--- START Text passage ---

8 Things to Know About the 3SI

Some common questions and misconceptions explained

8 July 2021

The Three Seas Initiative (3SI) yearly presidential and business summits are happening in Sofia this week. Here, we explain some common questions and misconceptions surrounding the 3SI to get you up to date with this lesser known regional initiative. Read more in our report here.

Why is it called the 3 Seas Initiative?

The reason for the name is due to the geographic location of the twelve 3SI countries located between the Baltic, Adriatic and Black seas. The name has sparked some controversy due to its association with a Polish interwar idea of ‘Intermarum’, the failed predecessor of the 3SI which resembled more of a geopolitical and military project rather than an economic one. While not the best thought out name due to the Polish domineering connotation, it simply denotes the geographical positioning of the countries.

--- END Text passage ---

● Objective 1
In the 3SI explainer, write out the span that begins at the words "8 July 2021" and stops after "our report here.".
● Objective 2
According to the 3SI explainer, between which three seas are the twelve member countries located?
The records below the explainer come from a separate source.

--- START Excerpted data ---

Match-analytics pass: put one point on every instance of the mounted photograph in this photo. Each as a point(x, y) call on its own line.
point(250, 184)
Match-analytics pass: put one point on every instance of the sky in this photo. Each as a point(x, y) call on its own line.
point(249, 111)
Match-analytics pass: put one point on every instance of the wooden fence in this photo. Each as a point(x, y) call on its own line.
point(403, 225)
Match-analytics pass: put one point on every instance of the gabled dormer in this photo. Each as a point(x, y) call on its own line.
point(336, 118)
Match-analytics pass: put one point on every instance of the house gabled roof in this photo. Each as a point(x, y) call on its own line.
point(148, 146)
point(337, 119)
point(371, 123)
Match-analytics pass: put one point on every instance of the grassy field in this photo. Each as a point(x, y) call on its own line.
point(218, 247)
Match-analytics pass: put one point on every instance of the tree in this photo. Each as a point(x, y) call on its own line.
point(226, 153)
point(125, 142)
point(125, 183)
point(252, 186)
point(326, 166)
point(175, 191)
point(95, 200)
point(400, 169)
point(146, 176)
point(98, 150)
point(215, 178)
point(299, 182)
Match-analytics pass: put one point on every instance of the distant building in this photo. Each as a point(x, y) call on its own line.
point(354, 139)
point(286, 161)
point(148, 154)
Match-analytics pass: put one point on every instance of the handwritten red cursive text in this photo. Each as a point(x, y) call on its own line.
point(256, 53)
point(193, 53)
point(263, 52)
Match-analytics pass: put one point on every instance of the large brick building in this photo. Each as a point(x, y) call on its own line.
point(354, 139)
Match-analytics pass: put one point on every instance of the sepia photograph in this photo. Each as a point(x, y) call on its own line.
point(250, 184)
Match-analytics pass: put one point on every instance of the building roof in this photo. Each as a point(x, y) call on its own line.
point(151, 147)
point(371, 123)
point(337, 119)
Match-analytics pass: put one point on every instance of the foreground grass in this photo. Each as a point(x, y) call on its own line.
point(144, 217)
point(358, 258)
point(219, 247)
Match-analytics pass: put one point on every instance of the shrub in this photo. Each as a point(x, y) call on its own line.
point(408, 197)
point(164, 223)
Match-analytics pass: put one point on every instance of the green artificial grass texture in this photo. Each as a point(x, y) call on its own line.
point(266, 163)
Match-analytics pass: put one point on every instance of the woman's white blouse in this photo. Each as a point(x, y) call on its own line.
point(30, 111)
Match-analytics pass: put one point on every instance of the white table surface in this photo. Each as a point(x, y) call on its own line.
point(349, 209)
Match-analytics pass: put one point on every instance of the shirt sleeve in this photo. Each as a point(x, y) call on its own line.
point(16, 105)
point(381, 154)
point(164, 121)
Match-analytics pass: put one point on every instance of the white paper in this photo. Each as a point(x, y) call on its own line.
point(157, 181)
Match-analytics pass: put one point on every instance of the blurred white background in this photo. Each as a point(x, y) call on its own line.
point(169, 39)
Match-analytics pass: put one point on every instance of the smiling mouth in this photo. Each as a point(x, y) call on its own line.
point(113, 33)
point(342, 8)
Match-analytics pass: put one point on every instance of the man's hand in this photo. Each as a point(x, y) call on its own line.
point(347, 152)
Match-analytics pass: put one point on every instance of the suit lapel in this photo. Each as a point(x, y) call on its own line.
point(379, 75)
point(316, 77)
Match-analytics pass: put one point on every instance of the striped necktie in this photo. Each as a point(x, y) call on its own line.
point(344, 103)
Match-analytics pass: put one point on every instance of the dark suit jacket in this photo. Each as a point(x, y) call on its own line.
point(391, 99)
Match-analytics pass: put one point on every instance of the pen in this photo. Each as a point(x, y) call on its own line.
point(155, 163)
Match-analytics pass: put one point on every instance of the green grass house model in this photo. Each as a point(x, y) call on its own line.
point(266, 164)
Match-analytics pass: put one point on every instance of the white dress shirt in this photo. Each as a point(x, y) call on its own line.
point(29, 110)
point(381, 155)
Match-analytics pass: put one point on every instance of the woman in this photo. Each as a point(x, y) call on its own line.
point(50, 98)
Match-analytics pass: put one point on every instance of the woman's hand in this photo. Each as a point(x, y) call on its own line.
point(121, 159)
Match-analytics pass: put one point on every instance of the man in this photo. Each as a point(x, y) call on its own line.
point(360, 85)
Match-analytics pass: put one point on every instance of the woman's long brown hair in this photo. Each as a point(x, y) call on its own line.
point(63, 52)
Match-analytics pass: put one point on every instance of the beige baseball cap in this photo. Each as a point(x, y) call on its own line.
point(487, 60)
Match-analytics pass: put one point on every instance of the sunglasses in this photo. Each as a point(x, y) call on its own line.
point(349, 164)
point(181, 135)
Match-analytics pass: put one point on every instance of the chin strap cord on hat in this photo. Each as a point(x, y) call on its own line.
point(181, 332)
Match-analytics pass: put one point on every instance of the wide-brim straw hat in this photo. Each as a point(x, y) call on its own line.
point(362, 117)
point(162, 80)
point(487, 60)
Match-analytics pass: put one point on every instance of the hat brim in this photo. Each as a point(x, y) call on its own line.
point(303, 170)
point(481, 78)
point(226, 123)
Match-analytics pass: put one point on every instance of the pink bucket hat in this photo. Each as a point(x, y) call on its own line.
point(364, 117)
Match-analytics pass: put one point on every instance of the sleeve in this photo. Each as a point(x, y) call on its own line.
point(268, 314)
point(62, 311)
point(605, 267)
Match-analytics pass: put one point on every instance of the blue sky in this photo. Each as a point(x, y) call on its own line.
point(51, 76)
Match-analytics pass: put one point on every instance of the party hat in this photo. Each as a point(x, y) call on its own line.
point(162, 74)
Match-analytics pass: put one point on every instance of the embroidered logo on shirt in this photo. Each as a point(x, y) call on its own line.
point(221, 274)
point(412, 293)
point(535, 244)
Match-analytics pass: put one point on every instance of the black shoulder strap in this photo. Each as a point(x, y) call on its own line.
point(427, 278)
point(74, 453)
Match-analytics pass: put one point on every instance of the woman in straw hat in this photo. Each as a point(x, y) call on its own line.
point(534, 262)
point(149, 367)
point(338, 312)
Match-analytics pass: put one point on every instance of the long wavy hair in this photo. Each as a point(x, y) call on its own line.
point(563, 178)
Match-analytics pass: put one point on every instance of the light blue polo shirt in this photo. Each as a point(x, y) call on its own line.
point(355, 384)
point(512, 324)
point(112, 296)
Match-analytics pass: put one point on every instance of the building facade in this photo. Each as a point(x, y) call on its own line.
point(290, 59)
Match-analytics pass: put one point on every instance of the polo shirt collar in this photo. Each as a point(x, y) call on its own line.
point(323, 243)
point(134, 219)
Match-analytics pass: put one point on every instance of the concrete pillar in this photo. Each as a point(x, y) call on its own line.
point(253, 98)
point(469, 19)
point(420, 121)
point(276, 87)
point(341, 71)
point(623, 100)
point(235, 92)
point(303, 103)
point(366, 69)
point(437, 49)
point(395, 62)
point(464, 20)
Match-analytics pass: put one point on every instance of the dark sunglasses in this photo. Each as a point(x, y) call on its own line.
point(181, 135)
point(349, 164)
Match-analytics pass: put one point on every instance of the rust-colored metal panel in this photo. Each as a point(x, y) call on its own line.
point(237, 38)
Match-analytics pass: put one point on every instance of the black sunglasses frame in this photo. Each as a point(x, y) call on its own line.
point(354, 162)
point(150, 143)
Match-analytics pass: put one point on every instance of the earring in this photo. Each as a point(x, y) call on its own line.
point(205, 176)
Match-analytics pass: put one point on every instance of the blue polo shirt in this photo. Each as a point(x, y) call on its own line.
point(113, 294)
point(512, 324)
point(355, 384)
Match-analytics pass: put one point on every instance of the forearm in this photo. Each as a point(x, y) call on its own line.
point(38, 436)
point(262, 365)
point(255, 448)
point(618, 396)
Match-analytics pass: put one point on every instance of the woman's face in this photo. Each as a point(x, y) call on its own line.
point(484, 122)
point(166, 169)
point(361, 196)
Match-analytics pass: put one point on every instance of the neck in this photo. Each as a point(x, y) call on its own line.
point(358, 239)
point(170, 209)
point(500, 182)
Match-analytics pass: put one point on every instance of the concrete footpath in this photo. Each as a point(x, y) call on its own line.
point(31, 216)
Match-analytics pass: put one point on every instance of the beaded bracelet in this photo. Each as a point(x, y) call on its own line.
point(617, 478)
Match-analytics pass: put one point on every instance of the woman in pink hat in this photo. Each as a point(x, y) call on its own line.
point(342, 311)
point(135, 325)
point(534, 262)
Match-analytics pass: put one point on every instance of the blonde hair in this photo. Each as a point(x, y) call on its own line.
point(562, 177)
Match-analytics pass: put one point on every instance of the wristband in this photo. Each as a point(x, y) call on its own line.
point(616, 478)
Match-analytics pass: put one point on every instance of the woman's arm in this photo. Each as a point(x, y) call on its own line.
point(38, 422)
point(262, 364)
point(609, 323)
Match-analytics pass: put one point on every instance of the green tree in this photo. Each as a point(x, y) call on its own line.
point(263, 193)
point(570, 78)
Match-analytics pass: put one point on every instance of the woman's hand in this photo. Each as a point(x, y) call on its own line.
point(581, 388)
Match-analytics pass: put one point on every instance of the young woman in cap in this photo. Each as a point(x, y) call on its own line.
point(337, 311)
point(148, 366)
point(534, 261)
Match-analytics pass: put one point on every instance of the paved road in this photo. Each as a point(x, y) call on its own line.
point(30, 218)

--- END Excerpted data ---

● Reply 1
8 July 2021

The Three Seas Initiative (3SI) yearly presidential and business summits are happening in Sofia this week. Here, we explain some common questions and misconceptions surrounding the 3SI to get you up to date with this lesser known regional initiative. Read more in our report here.

● Reply 2
The Baltic, Adriatic and Black seas.